PROBLEM DETAILS:
Reproduce the stretch of the records from their start through the line containing "x=259 y=170", with every "Results" changed to "Matches" and nothing else altered. Give only that stretch, and omit the pictures.
# # # # # # #
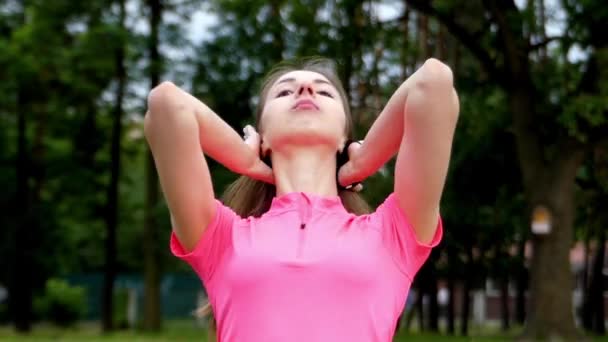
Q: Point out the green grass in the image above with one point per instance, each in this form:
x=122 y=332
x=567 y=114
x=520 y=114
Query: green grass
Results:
x=189 y=331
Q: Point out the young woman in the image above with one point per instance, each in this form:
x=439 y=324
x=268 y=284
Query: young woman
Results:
x=291 y=254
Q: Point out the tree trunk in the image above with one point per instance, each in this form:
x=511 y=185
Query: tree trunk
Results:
x=21 y=292
x=521 y=283
x=433 y=319
x=423 y=37
x=596 y=289
x=586 y=310
x=275 y=26
x=420 y=309
x=451 y=290
x=551 y=185
x=466 y=293
x=152 y=309
x=405 y=46
x=111 y=214
x=504 y=302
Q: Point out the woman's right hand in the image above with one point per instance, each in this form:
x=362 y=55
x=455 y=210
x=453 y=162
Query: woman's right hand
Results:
x=259 y=170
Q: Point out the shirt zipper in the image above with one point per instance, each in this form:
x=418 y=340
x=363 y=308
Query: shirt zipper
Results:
x=304 y=217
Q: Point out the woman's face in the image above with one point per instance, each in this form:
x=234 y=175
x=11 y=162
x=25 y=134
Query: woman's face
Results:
x=303 y=107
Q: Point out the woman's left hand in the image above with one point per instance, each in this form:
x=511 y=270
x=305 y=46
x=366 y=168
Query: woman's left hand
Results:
x=352 y=172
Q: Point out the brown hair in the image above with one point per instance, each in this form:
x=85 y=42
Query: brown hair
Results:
x=249 y=197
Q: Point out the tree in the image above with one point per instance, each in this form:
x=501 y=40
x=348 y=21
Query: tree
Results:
x=111 y=212
x=549 y=156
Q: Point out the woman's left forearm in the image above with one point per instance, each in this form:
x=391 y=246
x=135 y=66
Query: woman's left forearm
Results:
x=383 y=139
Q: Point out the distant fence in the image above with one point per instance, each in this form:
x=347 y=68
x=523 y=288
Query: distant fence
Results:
x=179 y=292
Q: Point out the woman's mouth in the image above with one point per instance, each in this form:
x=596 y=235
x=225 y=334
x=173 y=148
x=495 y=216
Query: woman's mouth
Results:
x=305 y=104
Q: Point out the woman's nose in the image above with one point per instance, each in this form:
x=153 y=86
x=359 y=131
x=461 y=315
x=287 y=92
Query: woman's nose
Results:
x=306 y=88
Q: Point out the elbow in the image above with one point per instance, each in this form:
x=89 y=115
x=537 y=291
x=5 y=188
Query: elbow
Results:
x=164 y=101
x=162 y=97
x=435 y=76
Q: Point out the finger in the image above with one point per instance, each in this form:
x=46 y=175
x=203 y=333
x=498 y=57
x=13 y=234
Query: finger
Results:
x=344 y=175
x=264 y=173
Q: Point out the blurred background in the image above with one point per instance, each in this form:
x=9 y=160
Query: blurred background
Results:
x=85 y=232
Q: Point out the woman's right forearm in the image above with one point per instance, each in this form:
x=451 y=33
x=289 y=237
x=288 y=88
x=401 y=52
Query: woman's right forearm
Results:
# # # # # # #
SOLUTION TO THE PROBLEM:
Q: Point out the green grass in the image above with one point per instance, each in this form:
x=122 y=332
x=567 y=114
x=520 y=114
Query: green grass
Matches:
x=189 y=331
Q: Point out the young woman in the image above with one point per instance, each in this form:
x=439 y=324
x=268 y=284
Query: young woman
Matches:
x=291 y=254
Q: Point out the tree trunk in the image above with one point per instance, each in this form:
x=511 y=185
Query: tree trunk
Matches:
x=21 y=292
x=521 y=283
x=433 y=319
x=423 y=37
x=596 y=289
x=586 y=310
x=275 y=26
x=420 y=309
x=451 y=290
x=551 y=185
x=466 y=293
x=152 y=309
x=405 y=46
x=111 y=214
x=504 y=302
Q: Point out the woman's right hand in the image above with one point per instance, each in this form:
x=362 y=55
x=455 y=210
x=453 y=162
Query: woman's right hand
Matches:
x=259 y=170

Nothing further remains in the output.